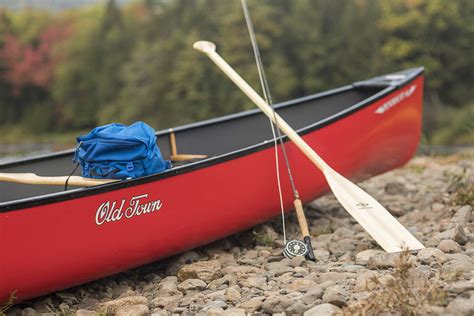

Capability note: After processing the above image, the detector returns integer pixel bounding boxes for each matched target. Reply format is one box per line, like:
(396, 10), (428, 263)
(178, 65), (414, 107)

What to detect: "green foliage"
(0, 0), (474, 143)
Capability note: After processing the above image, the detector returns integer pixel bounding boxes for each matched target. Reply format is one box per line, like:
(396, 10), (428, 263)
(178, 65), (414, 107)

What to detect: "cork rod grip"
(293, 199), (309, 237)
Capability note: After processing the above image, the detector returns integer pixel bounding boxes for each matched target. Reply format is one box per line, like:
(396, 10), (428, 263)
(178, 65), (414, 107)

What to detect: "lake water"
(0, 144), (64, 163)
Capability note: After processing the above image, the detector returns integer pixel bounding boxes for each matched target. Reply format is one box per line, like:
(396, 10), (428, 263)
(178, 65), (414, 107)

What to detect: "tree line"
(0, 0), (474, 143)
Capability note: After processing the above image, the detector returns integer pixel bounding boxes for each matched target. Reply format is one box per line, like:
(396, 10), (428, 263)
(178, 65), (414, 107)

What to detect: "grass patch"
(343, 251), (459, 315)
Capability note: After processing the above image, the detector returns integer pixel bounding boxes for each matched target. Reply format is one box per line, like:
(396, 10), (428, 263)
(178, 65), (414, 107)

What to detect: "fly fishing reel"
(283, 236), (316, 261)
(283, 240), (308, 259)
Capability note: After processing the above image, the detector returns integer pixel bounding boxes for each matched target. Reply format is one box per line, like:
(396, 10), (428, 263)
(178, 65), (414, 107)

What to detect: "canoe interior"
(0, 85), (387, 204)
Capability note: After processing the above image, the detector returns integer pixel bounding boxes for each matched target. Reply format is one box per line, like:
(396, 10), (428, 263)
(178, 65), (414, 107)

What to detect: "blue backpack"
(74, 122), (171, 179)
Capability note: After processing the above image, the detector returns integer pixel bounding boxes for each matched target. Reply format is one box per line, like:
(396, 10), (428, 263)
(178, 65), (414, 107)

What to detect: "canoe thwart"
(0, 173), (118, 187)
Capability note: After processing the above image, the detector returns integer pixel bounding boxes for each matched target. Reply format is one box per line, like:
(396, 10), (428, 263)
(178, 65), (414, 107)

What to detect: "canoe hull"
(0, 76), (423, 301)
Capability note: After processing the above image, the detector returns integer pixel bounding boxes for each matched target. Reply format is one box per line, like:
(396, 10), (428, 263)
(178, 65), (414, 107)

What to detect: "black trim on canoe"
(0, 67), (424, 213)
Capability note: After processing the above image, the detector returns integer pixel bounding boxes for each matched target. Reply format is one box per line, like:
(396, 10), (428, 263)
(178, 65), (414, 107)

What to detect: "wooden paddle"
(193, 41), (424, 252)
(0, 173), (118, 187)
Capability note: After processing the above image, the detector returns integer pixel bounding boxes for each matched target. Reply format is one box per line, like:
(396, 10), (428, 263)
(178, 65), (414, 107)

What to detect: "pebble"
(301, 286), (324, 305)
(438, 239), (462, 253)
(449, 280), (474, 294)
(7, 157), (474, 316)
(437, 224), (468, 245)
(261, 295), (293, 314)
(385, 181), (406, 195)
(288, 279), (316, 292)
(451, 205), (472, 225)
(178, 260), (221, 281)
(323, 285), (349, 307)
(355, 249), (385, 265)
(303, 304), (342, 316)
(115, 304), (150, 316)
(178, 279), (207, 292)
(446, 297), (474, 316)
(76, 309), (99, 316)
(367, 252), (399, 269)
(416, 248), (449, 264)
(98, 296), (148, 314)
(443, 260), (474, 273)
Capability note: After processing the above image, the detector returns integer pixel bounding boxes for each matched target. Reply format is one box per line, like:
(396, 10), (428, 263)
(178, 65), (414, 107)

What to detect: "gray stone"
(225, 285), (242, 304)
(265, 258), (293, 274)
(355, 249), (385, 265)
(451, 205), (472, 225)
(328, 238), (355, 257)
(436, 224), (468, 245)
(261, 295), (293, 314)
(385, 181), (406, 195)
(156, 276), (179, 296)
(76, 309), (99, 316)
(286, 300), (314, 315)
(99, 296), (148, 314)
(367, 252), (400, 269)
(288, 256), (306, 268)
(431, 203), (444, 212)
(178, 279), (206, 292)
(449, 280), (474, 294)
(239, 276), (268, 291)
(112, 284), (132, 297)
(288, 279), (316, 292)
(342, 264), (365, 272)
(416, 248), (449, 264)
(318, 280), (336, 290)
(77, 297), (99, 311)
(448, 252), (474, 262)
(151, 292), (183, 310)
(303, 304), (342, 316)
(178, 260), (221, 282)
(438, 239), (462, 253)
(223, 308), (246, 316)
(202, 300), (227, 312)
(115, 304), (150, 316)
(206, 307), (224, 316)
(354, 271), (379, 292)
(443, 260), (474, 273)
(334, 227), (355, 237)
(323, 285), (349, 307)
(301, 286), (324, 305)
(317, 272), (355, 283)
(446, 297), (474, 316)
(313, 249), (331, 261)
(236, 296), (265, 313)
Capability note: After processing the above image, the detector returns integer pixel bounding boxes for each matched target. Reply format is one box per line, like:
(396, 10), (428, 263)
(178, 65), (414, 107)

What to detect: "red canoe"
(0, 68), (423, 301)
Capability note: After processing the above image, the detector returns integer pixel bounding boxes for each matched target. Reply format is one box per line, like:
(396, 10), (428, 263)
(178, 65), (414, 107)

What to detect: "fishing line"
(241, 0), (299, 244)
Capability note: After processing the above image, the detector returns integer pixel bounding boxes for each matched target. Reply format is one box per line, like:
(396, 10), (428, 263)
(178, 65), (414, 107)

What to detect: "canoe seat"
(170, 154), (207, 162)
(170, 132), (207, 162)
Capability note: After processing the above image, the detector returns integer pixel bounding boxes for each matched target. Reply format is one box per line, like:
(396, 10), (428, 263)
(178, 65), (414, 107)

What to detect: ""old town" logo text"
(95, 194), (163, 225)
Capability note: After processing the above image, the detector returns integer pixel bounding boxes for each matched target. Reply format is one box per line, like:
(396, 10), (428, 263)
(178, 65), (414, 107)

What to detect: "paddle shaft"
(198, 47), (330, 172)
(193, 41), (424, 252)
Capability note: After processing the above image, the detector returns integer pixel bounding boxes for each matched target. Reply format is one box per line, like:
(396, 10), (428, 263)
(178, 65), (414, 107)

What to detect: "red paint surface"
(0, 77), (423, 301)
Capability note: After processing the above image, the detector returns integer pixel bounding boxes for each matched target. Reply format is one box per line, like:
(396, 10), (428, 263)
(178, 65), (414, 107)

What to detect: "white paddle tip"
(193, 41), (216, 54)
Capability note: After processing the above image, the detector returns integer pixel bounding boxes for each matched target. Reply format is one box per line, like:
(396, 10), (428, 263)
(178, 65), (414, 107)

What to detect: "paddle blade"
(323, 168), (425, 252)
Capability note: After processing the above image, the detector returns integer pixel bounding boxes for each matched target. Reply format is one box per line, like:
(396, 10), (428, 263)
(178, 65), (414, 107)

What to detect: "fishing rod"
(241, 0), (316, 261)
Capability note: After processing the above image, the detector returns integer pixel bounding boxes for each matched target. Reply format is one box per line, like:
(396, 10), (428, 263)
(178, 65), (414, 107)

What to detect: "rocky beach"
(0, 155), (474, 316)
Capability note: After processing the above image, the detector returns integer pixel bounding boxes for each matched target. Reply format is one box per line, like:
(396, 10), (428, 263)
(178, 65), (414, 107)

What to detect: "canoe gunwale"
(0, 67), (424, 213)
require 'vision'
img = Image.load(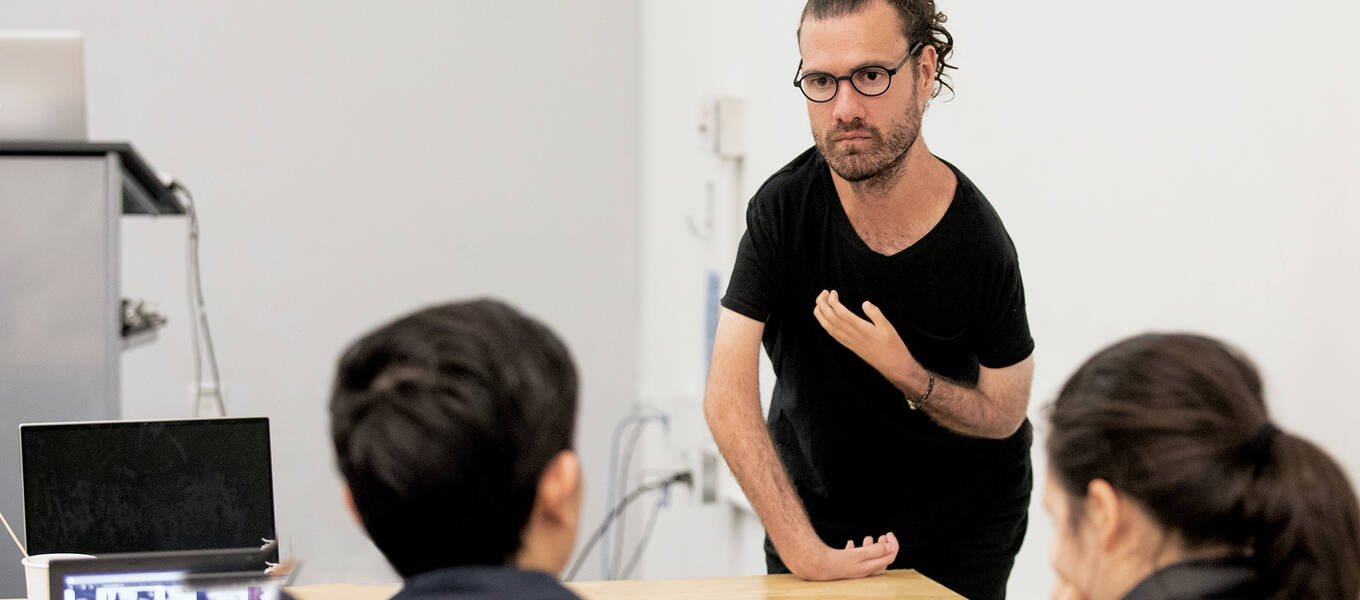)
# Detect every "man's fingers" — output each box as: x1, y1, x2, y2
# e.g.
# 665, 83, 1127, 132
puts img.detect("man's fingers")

(WORK REQUIRED) Return every line from the entries above that contains the word "fishing", reproducing each such line in full.

(SOLUTION FOR THIS PROBLEM)
What to detect: "fly fishing reel"
What to detect: "fishing line"
What to detect: "fishing rod"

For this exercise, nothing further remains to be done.